- What is needed
Convert everything from the line containing "Where can you spot the background" down to the end of the rows below into a Markdown table with the columns No and Line. Number each line in No, and leave out blank lines.

-=-=-

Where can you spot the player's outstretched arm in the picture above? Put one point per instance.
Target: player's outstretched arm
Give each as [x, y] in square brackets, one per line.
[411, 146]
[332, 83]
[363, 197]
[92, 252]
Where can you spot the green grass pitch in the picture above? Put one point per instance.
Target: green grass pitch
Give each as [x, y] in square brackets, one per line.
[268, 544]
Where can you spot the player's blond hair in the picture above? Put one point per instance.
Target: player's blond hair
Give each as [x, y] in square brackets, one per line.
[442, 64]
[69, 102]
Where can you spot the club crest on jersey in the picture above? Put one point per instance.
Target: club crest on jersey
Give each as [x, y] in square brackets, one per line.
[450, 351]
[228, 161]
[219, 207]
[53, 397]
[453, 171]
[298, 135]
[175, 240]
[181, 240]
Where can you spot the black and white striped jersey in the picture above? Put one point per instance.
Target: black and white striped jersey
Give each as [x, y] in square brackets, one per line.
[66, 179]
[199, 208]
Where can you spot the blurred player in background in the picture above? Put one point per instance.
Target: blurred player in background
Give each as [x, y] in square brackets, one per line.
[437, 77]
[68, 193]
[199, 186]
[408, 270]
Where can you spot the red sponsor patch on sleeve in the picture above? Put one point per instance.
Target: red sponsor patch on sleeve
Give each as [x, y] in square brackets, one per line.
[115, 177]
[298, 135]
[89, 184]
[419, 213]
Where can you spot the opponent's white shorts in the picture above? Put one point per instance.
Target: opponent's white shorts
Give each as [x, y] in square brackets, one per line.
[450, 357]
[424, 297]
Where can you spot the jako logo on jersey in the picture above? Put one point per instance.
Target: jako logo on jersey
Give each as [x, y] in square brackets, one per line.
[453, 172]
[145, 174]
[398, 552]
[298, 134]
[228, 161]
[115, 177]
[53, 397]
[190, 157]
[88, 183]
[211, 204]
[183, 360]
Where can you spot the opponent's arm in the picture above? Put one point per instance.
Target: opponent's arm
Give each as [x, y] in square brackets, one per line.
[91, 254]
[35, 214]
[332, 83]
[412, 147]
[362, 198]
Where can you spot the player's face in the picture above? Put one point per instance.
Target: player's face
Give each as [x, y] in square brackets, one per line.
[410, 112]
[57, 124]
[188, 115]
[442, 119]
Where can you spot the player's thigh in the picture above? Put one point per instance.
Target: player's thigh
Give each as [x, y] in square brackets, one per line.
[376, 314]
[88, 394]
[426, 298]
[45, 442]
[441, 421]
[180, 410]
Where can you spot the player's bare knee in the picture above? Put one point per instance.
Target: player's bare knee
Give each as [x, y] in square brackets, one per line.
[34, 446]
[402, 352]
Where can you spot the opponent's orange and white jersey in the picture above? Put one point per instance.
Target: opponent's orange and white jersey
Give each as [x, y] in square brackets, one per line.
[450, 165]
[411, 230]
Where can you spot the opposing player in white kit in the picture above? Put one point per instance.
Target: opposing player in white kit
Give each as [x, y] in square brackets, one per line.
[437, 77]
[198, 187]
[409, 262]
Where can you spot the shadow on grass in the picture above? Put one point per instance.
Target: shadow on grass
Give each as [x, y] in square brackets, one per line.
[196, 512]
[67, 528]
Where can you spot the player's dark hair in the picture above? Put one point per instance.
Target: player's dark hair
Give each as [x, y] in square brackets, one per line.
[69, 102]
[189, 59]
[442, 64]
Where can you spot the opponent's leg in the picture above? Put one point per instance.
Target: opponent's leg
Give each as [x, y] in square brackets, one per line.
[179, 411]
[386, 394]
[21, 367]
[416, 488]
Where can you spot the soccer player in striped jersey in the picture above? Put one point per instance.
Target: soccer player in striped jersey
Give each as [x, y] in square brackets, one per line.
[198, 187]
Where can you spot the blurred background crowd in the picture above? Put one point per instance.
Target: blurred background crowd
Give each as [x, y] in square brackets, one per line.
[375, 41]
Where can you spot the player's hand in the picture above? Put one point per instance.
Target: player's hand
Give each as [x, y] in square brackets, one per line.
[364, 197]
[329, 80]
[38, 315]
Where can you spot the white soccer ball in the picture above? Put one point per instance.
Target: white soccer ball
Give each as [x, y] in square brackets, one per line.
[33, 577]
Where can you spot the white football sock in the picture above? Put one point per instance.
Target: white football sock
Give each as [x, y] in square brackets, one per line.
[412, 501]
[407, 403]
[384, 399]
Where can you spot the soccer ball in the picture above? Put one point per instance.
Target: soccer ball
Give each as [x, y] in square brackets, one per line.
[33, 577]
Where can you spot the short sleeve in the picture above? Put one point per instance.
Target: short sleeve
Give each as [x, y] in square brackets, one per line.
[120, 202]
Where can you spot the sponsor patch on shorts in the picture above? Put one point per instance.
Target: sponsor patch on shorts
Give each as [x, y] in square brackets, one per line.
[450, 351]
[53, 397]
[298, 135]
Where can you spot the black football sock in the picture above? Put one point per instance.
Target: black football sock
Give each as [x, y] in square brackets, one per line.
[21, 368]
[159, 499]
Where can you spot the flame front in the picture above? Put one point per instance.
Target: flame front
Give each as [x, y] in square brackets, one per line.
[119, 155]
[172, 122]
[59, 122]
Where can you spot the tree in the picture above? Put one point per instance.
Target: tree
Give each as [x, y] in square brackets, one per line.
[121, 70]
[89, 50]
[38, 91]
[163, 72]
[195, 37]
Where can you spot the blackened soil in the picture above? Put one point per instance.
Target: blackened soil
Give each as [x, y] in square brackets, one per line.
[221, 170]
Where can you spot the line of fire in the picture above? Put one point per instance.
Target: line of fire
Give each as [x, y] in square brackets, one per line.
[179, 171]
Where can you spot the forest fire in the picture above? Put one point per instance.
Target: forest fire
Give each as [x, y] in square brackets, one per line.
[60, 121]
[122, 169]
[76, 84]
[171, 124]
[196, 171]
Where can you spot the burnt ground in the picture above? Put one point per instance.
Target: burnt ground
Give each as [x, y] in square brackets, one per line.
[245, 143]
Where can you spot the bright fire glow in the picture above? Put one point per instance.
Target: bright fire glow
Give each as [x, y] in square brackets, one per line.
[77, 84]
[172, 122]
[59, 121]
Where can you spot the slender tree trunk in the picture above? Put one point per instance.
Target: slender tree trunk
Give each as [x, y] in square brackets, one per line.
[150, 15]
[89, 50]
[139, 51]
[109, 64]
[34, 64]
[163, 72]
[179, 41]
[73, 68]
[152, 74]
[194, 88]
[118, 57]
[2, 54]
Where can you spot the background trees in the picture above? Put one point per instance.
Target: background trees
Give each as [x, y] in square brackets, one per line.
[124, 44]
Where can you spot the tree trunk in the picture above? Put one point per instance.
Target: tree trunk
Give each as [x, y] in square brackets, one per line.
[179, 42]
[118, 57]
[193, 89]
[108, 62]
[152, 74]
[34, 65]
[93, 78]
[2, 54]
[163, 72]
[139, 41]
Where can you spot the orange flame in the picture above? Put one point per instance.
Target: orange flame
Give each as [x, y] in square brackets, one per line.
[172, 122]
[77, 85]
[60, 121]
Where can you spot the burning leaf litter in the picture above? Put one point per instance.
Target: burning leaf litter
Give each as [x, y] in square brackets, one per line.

-=-=-

- Written response
| No | Line |
|---|---|
| 1 | Where can you spot the background trees in the picture above? Put one point per instance. |
| 2 | Target: background trees |
| 3 | Give each as [x, y] in square brackets, one per line. |
| 4 | [124, 44] |
| 5 | Where can you spot the tree trunk in the picture above? Put one point per instance. |
| 6 | Target: tree trunk |
| 7 | Give each as [x, y] in square brackets, one per line. |
| 8 | [179, 42] |
| 9 | [118, 57] |
| 10 | [193, 89] |
| 11 | [108, 62] |
| 12 | [152, 74] |
| 13 | [34, 65] |
| 14 | [93, 78] |
| 15 | [2, 54] |
| 16 | [163, 72] |
| 17 | [139, 41] |
| 18 | Where can you spot the orange flame in the picture above? Put one point per instance. |
| 19 | Target: orange flame |
| 20 | Give each as [x, y] in square brackets, one per line. |
| 21 | [172, 122] |
| 22 | [77, 85] |
| 23 | [60, 121] |
| 24 | Where can you spot the burning leaf litter in the picture above? Put one point per instance. |
| 25 | Target: burning leaf litter |
| 26 | Give each as [x, y] in square brackets, one per line. |